Look through the data below. Show each line where the string "tray" occurs.
▶
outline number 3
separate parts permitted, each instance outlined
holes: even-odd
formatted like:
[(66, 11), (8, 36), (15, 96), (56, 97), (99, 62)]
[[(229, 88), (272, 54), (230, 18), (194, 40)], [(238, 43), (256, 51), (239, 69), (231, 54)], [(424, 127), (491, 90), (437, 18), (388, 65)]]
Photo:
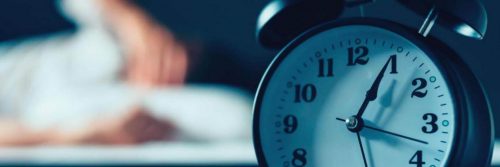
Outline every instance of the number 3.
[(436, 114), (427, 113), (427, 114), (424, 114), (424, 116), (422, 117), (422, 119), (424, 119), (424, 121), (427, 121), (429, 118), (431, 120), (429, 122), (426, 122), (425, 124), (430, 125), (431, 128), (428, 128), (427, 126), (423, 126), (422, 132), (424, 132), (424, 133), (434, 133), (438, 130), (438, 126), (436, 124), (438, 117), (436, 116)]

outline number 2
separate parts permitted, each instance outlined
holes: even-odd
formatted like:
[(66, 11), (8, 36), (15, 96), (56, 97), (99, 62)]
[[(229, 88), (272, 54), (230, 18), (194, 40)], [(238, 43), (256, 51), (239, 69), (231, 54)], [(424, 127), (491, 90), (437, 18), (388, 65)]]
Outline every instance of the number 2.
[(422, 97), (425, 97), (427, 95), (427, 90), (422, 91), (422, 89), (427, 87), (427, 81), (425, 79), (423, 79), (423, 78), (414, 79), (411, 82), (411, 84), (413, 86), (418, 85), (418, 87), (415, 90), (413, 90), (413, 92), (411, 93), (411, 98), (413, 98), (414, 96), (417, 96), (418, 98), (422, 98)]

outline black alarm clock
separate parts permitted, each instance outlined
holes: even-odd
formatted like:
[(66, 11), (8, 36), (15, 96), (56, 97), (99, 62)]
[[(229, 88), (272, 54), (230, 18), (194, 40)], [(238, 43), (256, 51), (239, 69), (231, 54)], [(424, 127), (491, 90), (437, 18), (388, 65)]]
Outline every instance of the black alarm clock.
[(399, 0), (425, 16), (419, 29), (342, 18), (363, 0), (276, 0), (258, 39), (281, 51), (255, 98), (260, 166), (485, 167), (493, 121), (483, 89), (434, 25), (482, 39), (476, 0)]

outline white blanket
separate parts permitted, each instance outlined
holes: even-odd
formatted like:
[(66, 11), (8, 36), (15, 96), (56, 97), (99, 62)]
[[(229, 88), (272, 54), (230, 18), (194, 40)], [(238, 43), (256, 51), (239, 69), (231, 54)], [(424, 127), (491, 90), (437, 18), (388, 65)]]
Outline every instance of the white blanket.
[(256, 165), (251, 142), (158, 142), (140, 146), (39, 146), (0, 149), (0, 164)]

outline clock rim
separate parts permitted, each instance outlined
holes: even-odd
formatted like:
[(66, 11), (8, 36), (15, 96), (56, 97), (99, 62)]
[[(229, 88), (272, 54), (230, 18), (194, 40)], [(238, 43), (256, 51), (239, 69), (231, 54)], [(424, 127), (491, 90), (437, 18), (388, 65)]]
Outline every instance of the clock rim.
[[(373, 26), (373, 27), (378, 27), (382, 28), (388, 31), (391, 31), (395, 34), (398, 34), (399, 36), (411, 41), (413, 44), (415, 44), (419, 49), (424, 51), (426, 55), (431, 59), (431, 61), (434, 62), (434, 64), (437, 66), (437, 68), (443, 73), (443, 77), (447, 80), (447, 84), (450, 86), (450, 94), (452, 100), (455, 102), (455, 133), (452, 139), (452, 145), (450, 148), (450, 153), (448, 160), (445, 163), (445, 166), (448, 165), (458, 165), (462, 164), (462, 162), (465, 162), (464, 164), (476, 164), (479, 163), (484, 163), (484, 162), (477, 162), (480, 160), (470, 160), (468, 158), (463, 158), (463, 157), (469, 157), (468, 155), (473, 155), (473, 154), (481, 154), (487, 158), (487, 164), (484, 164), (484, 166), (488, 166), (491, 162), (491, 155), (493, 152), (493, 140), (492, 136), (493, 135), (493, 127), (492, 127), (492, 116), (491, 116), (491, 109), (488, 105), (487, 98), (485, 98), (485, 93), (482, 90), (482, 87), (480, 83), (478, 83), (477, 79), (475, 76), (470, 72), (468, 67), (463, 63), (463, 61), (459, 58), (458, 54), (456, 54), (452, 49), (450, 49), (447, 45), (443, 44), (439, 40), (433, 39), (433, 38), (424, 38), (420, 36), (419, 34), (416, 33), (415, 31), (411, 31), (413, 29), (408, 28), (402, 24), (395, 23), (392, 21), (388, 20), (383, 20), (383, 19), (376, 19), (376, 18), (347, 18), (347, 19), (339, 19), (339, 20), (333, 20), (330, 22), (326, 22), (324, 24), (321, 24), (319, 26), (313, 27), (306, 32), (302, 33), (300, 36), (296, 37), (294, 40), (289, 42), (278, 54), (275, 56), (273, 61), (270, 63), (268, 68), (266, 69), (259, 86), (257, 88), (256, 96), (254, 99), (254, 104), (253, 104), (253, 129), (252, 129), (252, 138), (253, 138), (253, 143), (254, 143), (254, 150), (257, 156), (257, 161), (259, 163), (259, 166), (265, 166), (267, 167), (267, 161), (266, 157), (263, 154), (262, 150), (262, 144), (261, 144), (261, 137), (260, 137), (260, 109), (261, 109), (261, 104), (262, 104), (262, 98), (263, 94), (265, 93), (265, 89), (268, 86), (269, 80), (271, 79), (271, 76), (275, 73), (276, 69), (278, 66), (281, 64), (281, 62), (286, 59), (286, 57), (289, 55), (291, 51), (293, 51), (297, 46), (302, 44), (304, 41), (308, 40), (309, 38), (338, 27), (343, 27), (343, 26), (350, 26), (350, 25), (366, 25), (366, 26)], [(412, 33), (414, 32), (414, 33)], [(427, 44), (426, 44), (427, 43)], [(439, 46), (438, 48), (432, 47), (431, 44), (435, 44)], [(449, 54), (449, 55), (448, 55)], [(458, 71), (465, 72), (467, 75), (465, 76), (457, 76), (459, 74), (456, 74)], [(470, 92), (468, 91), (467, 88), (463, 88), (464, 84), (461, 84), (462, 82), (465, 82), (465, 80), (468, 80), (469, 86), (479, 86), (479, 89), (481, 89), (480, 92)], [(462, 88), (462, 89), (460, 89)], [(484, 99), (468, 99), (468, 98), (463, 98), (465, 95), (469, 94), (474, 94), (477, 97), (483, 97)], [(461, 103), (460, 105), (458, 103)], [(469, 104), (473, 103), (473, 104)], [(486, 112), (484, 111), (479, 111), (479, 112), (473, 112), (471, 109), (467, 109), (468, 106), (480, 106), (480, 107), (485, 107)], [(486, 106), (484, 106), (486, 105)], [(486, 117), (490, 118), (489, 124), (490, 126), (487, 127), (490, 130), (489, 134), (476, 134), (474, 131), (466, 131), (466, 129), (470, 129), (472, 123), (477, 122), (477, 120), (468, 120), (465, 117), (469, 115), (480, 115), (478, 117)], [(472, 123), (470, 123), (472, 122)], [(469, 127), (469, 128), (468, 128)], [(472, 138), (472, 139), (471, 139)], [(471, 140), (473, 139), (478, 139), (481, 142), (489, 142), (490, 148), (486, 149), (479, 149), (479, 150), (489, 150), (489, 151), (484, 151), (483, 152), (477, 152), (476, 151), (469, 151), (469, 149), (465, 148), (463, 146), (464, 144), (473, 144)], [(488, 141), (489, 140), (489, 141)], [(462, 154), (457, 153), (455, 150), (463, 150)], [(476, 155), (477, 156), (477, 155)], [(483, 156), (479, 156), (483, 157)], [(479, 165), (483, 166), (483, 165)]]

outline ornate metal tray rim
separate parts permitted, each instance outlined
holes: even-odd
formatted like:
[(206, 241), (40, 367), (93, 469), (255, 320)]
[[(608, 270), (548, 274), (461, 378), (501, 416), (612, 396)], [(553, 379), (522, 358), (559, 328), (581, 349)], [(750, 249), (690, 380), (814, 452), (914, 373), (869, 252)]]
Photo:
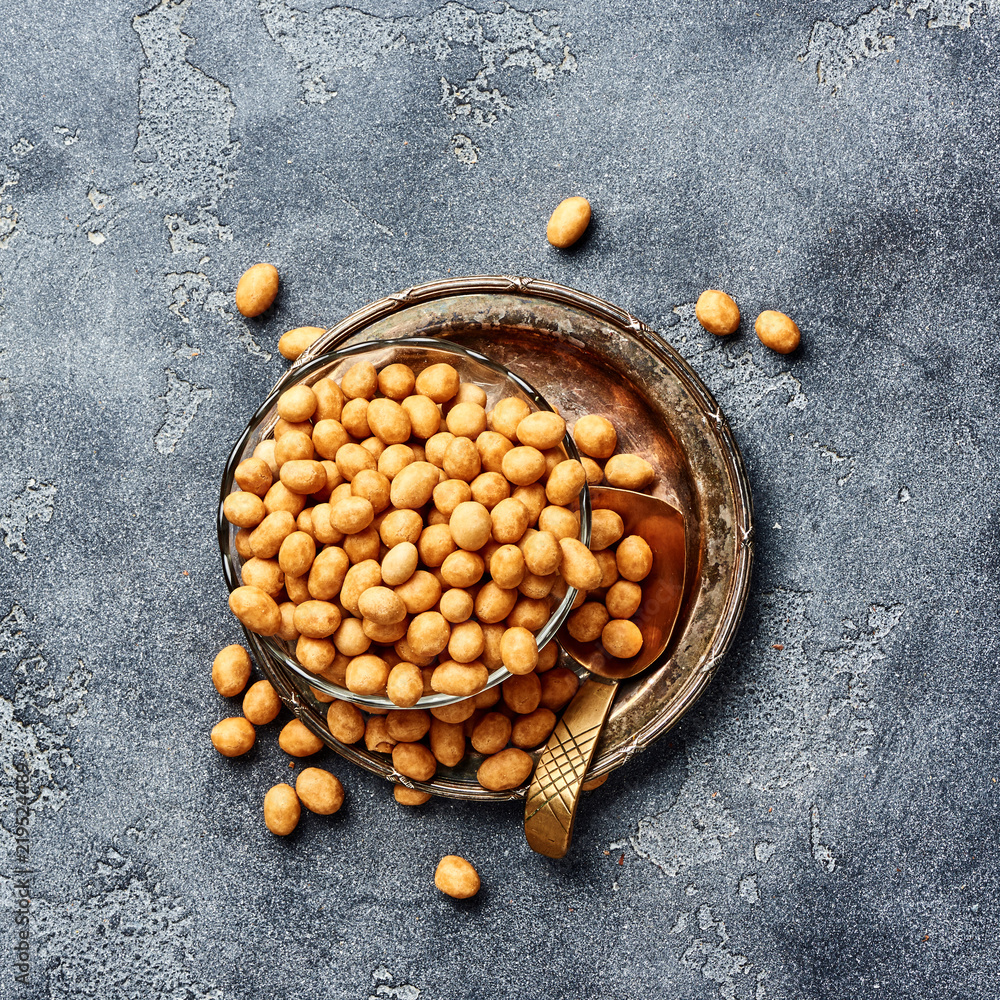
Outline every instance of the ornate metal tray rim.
◀
_Finished exercise_
outline ornate metal tray rim
Outline every instance of the ornate metal tray rim.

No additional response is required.